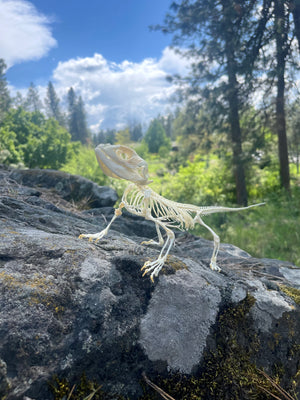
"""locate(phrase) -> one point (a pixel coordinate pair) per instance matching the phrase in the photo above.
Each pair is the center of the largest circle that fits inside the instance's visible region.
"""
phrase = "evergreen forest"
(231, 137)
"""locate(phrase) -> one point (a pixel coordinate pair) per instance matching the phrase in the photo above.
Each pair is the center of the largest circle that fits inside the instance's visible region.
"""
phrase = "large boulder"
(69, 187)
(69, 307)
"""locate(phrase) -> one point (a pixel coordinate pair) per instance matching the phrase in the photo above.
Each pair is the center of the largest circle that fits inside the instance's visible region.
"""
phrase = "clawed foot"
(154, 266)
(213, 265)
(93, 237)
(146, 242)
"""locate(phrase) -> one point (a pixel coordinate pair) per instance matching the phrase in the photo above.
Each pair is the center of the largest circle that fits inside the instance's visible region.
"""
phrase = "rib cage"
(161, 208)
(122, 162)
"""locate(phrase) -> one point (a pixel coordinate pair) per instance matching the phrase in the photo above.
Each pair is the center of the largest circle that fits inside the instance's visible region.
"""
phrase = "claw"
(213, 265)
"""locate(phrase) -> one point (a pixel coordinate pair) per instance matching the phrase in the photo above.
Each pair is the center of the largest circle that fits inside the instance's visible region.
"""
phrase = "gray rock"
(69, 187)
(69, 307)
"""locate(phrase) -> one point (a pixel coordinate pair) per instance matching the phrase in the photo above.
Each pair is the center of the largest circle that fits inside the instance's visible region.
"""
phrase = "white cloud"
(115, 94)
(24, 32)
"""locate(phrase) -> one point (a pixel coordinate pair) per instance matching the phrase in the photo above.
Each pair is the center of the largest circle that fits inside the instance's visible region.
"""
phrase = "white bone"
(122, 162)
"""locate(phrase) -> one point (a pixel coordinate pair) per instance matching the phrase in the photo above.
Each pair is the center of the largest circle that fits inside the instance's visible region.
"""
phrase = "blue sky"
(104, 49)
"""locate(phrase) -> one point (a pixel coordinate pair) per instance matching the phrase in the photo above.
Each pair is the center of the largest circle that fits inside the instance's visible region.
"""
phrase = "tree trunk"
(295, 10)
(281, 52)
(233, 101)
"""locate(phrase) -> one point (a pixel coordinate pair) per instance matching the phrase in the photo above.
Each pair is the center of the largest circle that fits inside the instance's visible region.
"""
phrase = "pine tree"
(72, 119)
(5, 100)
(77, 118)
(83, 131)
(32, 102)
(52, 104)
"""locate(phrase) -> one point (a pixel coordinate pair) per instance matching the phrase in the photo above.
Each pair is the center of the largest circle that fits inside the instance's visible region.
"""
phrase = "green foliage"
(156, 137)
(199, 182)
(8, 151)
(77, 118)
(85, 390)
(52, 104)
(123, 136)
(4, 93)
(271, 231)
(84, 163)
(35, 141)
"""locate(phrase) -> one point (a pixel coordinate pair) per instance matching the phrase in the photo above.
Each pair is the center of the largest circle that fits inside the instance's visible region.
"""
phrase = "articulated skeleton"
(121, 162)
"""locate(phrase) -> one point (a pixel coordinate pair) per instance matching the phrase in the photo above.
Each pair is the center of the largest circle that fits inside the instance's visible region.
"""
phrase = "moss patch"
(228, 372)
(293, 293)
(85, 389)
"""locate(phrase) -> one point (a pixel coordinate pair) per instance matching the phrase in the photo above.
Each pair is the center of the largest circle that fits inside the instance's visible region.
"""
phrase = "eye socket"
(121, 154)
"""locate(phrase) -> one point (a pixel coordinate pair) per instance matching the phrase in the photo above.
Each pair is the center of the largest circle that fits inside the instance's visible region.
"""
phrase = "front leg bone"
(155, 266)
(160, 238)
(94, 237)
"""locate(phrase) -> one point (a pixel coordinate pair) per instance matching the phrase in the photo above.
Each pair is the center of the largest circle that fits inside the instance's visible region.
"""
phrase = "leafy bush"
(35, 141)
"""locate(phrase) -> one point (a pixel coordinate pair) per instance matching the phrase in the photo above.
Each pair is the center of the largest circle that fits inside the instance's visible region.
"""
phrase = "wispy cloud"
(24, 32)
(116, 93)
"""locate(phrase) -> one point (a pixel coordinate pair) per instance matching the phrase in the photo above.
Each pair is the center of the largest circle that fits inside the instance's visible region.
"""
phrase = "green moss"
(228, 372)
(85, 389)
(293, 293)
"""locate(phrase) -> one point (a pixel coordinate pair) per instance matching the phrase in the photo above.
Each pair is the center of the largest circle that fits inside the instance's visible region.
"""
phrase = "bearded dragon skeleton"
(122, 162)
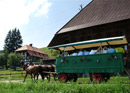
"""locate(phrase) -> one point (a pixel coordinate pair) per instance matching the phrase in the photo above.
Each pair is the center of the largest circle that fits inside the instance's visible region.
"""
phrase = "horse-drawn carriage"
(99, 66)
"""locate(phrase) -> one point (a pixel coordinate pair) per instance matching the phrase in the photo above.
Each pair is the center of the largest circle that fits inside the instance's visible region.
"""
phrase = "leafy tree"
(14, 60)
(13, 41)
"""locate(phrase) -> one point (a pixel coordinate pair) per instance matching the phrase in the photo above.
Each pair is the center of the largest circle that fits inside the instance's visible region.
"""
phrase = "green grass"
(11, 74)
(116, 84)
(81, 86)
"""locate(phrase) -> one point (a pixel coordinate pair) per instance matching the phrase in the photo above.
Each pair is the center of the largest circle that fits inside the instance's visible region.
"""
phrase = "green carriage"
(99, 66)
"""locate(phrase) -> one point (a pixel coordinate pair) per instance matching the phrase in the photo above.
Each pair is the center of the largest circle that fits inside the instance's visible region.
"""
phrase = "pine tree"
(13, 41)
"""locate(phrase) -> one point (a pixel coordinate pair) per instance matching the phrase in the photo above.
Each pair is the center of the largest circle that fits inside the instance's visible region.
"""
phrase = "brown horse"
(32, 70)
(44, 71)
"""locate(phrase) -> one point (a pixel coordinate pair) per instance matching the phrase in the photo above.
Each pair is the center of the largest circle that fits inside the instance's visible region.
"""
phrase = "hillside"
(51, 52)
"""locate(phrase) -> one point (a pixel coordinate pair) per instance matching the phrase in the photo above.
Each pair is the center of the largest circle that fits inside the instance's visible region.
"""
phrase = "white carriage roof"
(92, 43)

--------

*Exercise goal:* A verbatim transcript of the entries above is required, with the pictures left out.

*Answer area:*
"""locate(phrase) -> one point (a pixel coordinate pair) per instance matching the phrase in the photo above.
Each pair is the center of the largest circle that fits inside the instance's visible region.
"""
phrase = "evergreen forest"
(231, 137)
"""locate(phrase) -> one point (a pixel coordinate pair) per instance matching the phrase in the photo above.
Each pair is the center of the largest circle that fits inside the instance's visible region.
"""
phrase = "large boulder"
(69, 187)
(69, 307)
"""locate(phrase) -> one point (a pixel coordinate pair) per instance matching the phrase in the photo above.
Each pair is the center of the largest circle that fits inside the instance's visible region.
"""
phrase = "clawed foot"
(154, 266)
(213, 265)
(93, 237)
(146, 242)
"""locate(phrase) -> one point (a pixel coordinate pair) per instance matching the phrase in the photo above.
Each pair is the center of the largest circle that fits inside the instance's visible region.
"""
phrase = "rib cage"
(161, 208)
(122, 162)
"""locate(phrase) -> one point (a pixel coordinate pair) per instance matching the phrase in the photo above.
Each pair is the center of the largest circle that fits inside the instance's visible region.
"""
phrase = "claw"
(213, 265)
"""locate(phrase) -> one point (a pixel coordinate pair) per instance matching the phrase in the photo above.
Each pair is the center of the largest circle that fits inside the instance's visible region.
"""
phrase = "gray rock"
(69, 187)
(69, 307)
"""locate(phrase) -> one point (a pixel coordinate pair) per instance matching the phrase in the photo above.
Each pair is the center of the largest circle that fits inside the instance's visible region.
"""
phrase = "white cloud"
(115, 94)
(24, 32)
"""locate(phrase) -> one point (a pixel coordinate pair) per instance matching the phrase in the photo above.
Each pair is the center of the largest circle that fits inside the instance's visible region.
"""
phrase = "white bone"
(122, 162)
"""locate(phrase) -> one point (a pixel coordinate pair) per instance matching the phrase in the photo above.
Each pair is the center of the largest circle that fits inside the instance's visible region.
"""
phrase = "blue sky"
(104, 49)
"""locate(phrase) -> one point (a pixel coordinate pair) per instance matching the phrase in the photo above.
Each pair is the center of the largest circle that fits inside the instance's visible region.
"""
phrase = "tree trunk"
(295, 10)
(281, 52)
(233, 101)
"""locate(phrase) -> one point (a pixel coordinate pair) per instance matching the phrase in the photo above.
Each pair is the center of the largest circle that fits inside the instance's visible region.
"""
phrase = "pine tree"
(72, 119)
(5, 100)
(77, 118)
(83, 131)
(32, 102)
(52, 104)
"""locate(phrase) -> one point (a pixel coordinate pair) per instance matching the phrase in the photo above.
Each pair is the center of the largest circle that fits inside the instance's visible region.
"""
phrase = "green foliage"
(156, 137)
(199, 182)
(8, 151)
(77, 118)
(85, 390)
(52, 104)
(123, 136)
(4, 93)
(271, 231)
(84, 163)
(35, 141)
"""locate(phrase) -> one point (a pixel coordinate pair) per instance matching the phrase in the photo above.
Each pair is the center of the largest circle that fits inside the instance's visible region.
"""
phrase = "articulated skeleton"
(121, 162)
"""locate(phrase) -> one point (a pixel coordinate pair) per instance matching the phrase in the photo above.
Each pair is the center of the largest circle that fits inside the instance's visible region.
"""
phrase = "moss patch"
(228, 372)
(293, 293)
(85, 389)
"""locate(phrase) -> one point (a pixel coordinate pair) per instance matching the phrase in the photo above.
Each pair is the center of the largest circle that fits inside the instance's visible region.
"""
phrase = "eye socket"
(121, 154)
"""locate(phrase) -> one point (a pixel coordinate pair) per instance matching the phrase in the photo above.
Each pair is the center of the largest circle that fits inside the instance's visible region.
"""
phrase = "front leg bone"
(155, 266)
(160, 238)
(94, 237)
"""locate(phrase) -> one point (a pixel coordinate pair) per instance matching the phrase in the photo above.
Each pair is the center of the largest circle that fits inside the instance's visible region.
"""
phrase = "leafy bush"
(35, 141)
"""locate(phrase) -> one point (a pixel coordinate pair) per instance matching the phrase in the photo above.
Each pair is the center of the largest circle that fits inside the instance's visible region.
"""
phrase = "wispy cloud"
(24, 32)
(116, 93)
"""locate(phrase) -> one point (a pixel coordinate pair) per instance matching the phrase in the photo above.
Each pair is the center of the largest circle that fits inside the instance's visible region.
"""
phrase = "green moss"
(228, 372)
(85, 389)
(293, 293)
"""locate(phrase) -> one point (a pixel coordinate pair) per instance matching the phrase in the photo above.
Each pair is the center of the largest circle that fits inside the instance's visible region.
"""
phrase = "bearded dragon skeleton"
(122, 162)
"""locate(phrase) -> one point (a pixel coordinate pair) per instance matching the phrase in the photo above.
Each pair is the center of the largest circle that fits inside the instance's visible region.
"""
phrase = "horse-drawn carriage"
(99, 66)
"""locate(phrase) -> one point (a pixel coordinate pair) per instance matching the phrase in the photo above.
Each pair is the center of the largest circle that fits inside the instance's visible region.
"""
phrase = "leafy tree"
(14, 60)
(13, 41)
"""locate(phrase) -> one point (a pixel coordinate pair) per instance matching the phrase in the photo above.
Each pair is the center of the largest circle that fits inside the instance's visible region.
"""
phrase = "green grass"
(11, 74)
(116, 84)
(81, 86)
"""locate(phrase) -> one point (a pixel coordinate pair) per instance matching the phrase in the photo above.
Each pair is the center of the largest circle that fits inside the instance's visible region.
"""
phrase = "green carriage"
(99, 66)
"""locate(phrase) -> one point (a pixel coordinate pair) per instance matching the phrase in the photo above.
Each pair is the center of the largest circle that fits inside the instance's visible region.
"""
phrase = "pine tree"
(13, 41)
"""locate(phrase) -> one point (a pixel coordinate pair) per instance matching the phrase in the photo above.
Each pair is the center of the largest circle that fits inside the instance's visible region.
"""
phrase = "brown horse"
(32, 70)
(44, 71)
"""locate(phrase) -> one point (a pixel coordinate pair) per instance matching the phrase in the photo above.
Each pair is the center of the largest circle that fits inside the instance's visible region.
"""
phrase = "hillside"
(51, 52)
"""locate(phrase) -> one point (a pixel coordinate pair) per instance matching the phrase in the photo above.
Each pair is the center of the largest circle that fits inside the instance's visible region.
"""
phrase = "white carriage roof"
(92, 43)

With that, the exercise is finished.